Text to read>

..........

Throughout this time he has worked extensively with the police service and policing bodies in UK and across the world, the legal profession (acting as an expert witness for the Crown Prosecution Service and for the defence – in cases before first instance courts and the Court of Appeal both in UK and in Ireland).
After working initially with the Metropolitan Police on the development and implementation of Human Awareness training, he became Consultant Psychologist to the City of London Police in 1983. Here he devised Conversation Management (CM) an ethical, reflective, open-minded approach to investigative interviewing. The purpose of CM is simple: to facilitate maximum disclosure of information through mindful, managed conversation. CM is the complete opposite of confession-focussed interrogation: burdensome questioning founded upon a presumption of guilt aimed at inducing the individual to say things that he or would not otherwise say, or not to say things that he or she otherwise would. Merseyside Police – the first force in UK to have electronic recording in all police stations – adopted CM and in 1985 established its Interview Development Unit co-directed by Eric – as a centre for training practitioners and trainers from UK and across the world.
In 1990 Eric was an early member of a Home Office working group laying down the foundations for PEACE: the national model for investigative interviewing, introduced in 1993 and based on CM. He worked with Kent Police on the design and delivery of Advanced Investigative Interviewing courses from 1993 until 2010. Eric has contributed to practitioner and trainer courses throughout UK including the National Crime Faculty, Metropolitan Police, GMP, West Midlands, Lancashire, Sussex, Surrey, South Wales Police, Hertfordshire, Avon and Somerset, Devon and Cornwall, Hampshire, Wiltshire, Gloucestershire, Thames Valley, Staffordshire, West Mercia, Essex, City of London Police, PSNI, and British Transport Police. He contributed to early developments in the application of interactive video in the delivery of investigative interviewing training.
Eric worked with the defence in a landmark Court of Appeal case (R v. Miller, Paris and Abdullahi, 1992) against the murder conviction of an intellectually disadvantaged man interrogated repeatedly over a period of five days, and subjected to thirteen different coercive techniques. The Royal Commission on Criminal Justice subsequently invited to Eric to give evidence on police questioning methods. He joined the Law Society’s Working Party on Police Station Practice and subsequently authored Police Station Skills for Legal Advisers and co-authored Active Defence (with Roger Ede). He advised on how to question children in court for the NSPCC training video A Case for Balance: demonstrating good practice when children are witnesses (1997).
A range of government departments (including the Home Office, Ministry of Defence, the Serious Fraud Office, and HM Revenue and Customs within the UK, and An Garda Siochana, Enterprise Ireland and the National Standards Ireland within the Irish Republic) have also used his services. Since 1997 up to the present he has worked extensively in the development of managers and practitioners in the investigation of fraud and corruption in financial services sector (insurance and banking), telecommunications (mobile phone providers), and the petrochemical sector (oil and gas industries). As Professor of Investigative, Security and Police Sciences at the City University, London Eric was involved in collaborative developments within the field of investigative interviewing in UK (with particular reference to special circumstance interviewing, e.g. counter-terrorism), Norway, and the European Union (with particular reference to the implementation of ethical interviewing, e.g. in the Baltic states and Bulgaria, and economic crime, e.g. training members of the European Anti-fraud Office (Office européen de lutte antifraude). He was involved in the development and creation of “blended learning” approaches to developing investigative interviewing knowledge and skills – combining the use of VLE (initially Blackboard and then Moodle) with “face-to-face” training. He contributes to courses at the City of London Economic Crime Academy and to Fraud Advisory Panel seminars.

..........

Dataset content>
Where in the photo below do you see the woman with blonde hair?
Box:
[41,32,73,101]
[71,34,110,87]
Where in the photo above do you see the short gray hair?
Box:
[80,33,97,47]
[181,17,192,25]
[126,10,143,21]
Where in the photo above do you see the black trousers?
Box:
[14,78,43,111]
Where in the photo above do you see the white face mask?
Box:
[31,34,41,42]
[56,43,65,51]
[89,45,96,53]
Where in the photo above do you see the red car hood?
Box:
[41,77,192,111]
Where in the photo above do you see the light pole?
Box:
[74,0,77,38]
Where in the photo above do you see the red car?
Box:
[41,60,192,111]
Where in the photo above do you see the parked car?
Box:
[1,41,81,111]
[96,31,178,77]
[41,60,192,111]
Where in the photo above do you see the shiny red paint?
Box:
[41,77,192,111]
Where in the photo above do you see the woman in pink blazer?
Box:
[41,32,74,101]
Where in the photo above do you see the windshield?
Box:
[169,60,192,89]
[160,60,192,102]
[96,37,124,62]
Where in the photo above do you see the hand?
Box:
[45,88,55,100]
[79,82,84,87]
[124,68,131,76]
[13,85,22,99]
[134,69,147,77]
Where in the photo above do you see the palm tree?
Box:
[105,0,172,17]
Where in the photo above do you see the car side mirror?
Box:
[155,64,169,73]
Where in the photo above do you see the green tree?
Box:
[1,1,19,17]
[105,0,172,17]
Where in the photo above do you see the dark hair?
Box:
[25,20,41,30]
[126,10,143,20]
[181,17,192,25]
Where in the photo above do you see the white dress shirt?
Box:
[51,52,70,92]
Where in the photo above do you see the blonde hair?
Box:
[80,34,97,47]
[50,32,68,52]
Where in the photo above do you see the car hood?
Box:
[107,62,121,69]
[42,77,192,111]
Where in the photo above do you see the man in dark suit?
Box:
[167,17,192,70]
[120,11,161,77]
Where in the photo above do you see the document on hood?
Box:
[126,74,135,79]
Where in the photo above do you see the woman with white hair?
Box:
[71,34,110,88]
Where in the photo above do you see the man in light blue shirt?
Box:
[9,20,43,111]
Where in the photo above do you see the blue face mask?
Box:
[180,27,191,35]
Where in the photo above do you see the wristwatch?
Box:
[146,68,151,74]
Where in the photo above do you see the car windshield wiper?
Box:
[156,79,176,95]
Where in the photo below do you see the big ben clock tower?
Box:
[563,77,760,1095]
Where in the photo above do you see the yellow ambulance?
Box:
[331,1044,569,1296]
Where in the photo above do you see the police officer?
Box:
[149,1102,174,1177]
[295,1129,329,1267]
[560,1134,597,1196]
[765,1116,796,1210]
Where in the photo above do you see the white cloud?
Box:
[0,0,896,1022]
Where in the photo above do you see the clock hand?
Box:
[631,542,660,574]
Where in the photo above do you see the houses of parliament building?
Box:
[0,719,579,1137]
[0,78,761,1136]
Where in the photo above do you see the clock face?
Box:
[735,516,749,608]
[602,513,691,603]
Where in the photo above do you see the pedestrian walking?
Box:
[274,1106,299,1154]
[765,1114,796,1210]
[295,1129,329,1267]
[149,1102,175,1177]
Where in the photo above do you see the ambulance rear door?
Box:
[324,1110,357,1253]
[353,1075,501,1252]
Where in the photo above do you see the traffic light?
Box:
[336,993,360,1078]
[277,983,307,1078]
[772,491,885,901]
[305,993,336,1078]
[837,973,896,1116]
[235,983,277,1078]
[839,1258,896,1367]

..........

Problems to work on>
(a) In the text about Eric's career in investigative interviewing, what year did he become Consultant Psychologist to the City of London Police?
(b) Output the passage of the text about Eric's career in investigative interviewing, starting at "Eric worked with" and ending at "are witnesses (1997).".
(c) Write the next part of the text about Eric's career in investigative interviewing, picking up after its final sentence.

The answers>
(a) 1983

(b)
Eric worked with the defence in a landmark Court of Appeal case (R v. Miller, Paris and Abdullahi, 1992) against the murder conviction of an intellectually disadvantaged man interrogated repeatedly over a period of five days, and subjected to thirteen different coercive techniques. The Royal Commission on Criminal Justice subsequently invited to Eric to give evidence on police questioning methods. He joined the Law Society’s Working Party on Police Station Practice and subsequently authored Police Station Skills for Legal Advisers and co-authored Active Defence (with Roger Ede). He advised on how to question children in court for the NSPCC training video A Case for Balance: demonstrating good practice when children are witnesses (1997).

(c)
Eric parallels his development work with operational practice fulfilling investigation manager, investigator, and investigative interviewer roles particularly in fraud, corruption and regulatory contravention cases. Eric continues to train police officers on advanced suspect investigative interviewing courses and in the field of economic crime. He is on the International Criminal Court roll of expert witnesses, being most recently involved in analysing the conduct, management and outcome of investigative interviews in respect to alleged genocide.
Throughout his diverse, multiple careers Eric has been a passionate change agent. In every working context he has advocated change as a constant process (not a project) and the need to create a change platform to sustain continuous improvement in the working world and practices of individuals, working groups and entire organisations. He has trained and lectured extensively on systems approaches and the application of lean thinking and lean practice.
He is author of Investigative Interviewing: the Conversation Management Approach (Oxford University Press) – now in its second edition co-authored with Dr Andy Griffiths (formerly Detective Superintendent in Sussex Police). He co-authored Analysing Witness Testimony (OUP) and Witness Testimony (OUP). Institutions throughout UK and worldwide, in both public and private sectors, have increasingly adopted Conversation Management and associated psychology-based tools developed by Eric.
- SE3R – a method for the rapid capture, comprehensive representation, and analysis of fine-grain detail in verbal communication or any form of document, enabling identification and timely response to anomalies and areas requiring either further investigation or probing.
- BASELINES – a tool for monitoring and identification of transient changes in interviewee behaviour.
- ASSESS+ – a tool enabling collation and assessment of anomalies in disclosures and interviewee behaviour.
- DEAL – a method for controlling inappropriate behaviour in any verbal exchange.